Copy out the records below with every instance of "polygon" replaced by "outline" and all other text left unchanged. Omit the pictures from your copy.

[Begin]

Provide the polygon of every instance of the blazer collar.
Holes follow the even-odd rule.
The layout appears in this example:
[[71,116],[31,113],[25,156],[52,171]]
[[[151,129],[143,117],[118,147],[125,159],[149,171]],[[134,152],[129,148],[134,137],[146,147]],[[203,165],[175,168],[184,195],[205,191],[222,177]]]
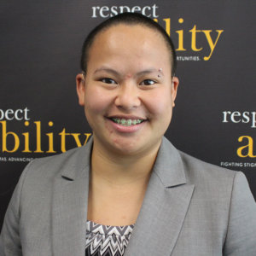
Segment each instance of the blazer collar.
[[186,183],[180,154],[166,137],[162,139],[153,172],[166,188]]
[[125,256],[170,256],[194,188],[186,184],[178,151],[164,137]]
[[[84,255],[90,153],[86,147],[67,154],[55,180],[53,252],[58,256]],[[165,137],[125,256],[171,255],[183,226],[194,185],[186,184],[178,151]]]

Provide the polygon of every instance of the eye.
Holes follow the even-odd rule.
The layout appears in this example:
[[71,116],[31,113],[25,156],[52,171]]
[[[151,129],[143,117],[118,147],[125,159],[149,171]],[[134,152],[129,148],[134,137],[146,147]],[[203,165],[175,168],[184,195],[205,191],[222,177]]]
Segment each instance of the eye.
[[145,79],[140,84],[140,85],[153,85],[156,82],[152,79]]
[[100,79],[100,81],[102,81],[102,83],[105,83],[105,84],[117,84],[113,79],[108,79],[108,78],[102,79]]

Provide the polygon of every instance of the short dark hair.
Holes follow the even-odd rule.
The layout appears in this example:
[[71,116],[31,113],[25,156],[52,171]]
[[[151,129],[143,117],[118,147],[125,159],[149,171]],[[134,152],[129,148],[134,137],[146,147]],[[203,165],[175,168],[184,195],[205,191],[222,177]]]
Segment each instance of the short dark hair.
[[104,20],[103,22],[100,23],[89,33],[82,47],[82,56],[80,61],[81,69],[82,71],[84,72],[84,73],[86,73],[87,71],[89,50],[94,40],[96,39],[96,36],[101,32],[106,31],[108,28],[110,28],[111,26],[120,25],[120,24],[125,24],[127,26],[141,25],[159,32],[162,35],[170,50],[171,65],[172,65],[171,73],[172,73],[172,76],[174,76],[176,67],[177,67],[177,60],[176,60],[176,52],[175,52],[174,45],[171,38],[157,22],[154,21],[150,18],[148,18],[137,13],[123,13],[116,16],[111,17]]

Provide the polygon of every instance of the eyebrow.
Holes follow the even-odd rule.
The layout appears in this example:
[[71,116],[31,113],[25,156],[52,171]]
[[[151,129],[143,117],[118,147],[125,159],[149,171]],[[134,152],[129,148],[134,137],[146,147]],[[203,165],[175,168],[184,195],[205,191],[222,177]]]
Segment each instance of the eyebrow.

[End]

**Correct answer:**
Provide the outline of every instance of the blazer collar.
Holes follow the even-odd rule.
The layout appears in this example:
[[71,116],[31,113],[25,156],[52,171]]
[[[151,129],[143,117],[118,147],[125,159],[149,171]],[[134,152],[129,148],[134,137],[146,147]],[[203,165],[175,168],[184,195],[205,191],[222,177]]]
Segment each instance of the blazer collar.
[[186,183],[180,154],[166,137],[162,139],[153,172],[166,188]]
[[125,256],[170,256],[194,188],[186,184],[178,151],[164,137]]
[[[84,255],[90,153],[86,147],[67,154],[55,180],[53,252],[58,256]],[[165,137],[125,256],[171,255],[183,226],[194,185],[186,184],[178,151]]]

Provide the outline of every instance of the eye.
Holes follow the even-odd rule.
The layout appears in this example:
[[71,116],[31,113],[25,156],[52,171]]
[[[151,129],[143,117],[118,147],[125,159],[149,171]],[[134,152],[129,148],[134,137],[146,147]],[[203,165],[175,168],[184,195],[205,191],[222,177]]]
Segment each instance of the eye.
[[145,79],[140,84],[140,85],[153,85],[156,82],[152,79]]
[[100,79],[100,81],[102,81],[102,83],[105,83],[105,84],[117,84],[113,79],[108,79],[108,78],[102,79]]

Provide the outline of every instance of the short dark hair.
Holes follow the even-odd rule.
The layout appears in this example:
[[71,116],[31,113],[25,156],[52,171]]
[[[151,129],[143,117],[118,147],[125,159],[149,171]],[[134,152],[129,148],[134,137],[146,147]],[[203,165],[175,168],[184,195],[205,191],[222,177]]]
Segment each instance of the short dark hair.
[[104,20],[103,22],[100,23],[89,33],[82,47],[82,56],[80,61],[81,69],[82,71],[84,72],[84,73],[86,73],[87,71],[89,50],[94,40],[96,39],[96,36],[101,32],[106,31],[108,28],[110,28],[111,26],[120,25],[120,24],[125,24],[127,26],[141,25],[159,32],[162,35],[170,50],[171,65],[172,65],[171,73],[172,73],[172,76],[174,76],[176,67],[177,67],[177,60],[176,60],[176,52],[175,52],[174,45],[171,38],[157,22],[154,21],[150,18],[148,18],[137,13],[123,13],[116,16],[111,17]]

Provide the outline of every instance of the eyebrow.
Holes follow the even-odd rule.
The layout appears in this example:
[[71,116],[31,113],[25,156],[52,171]]
[[[151,129],[143,117],[118,147],[125,159],[149,171]],[[134,152],[129,148],[134,137],[146,147]],[[203,165],[175,168],[184,195],[205,191],[222,177]]]
Segment each instance of the eyebrow.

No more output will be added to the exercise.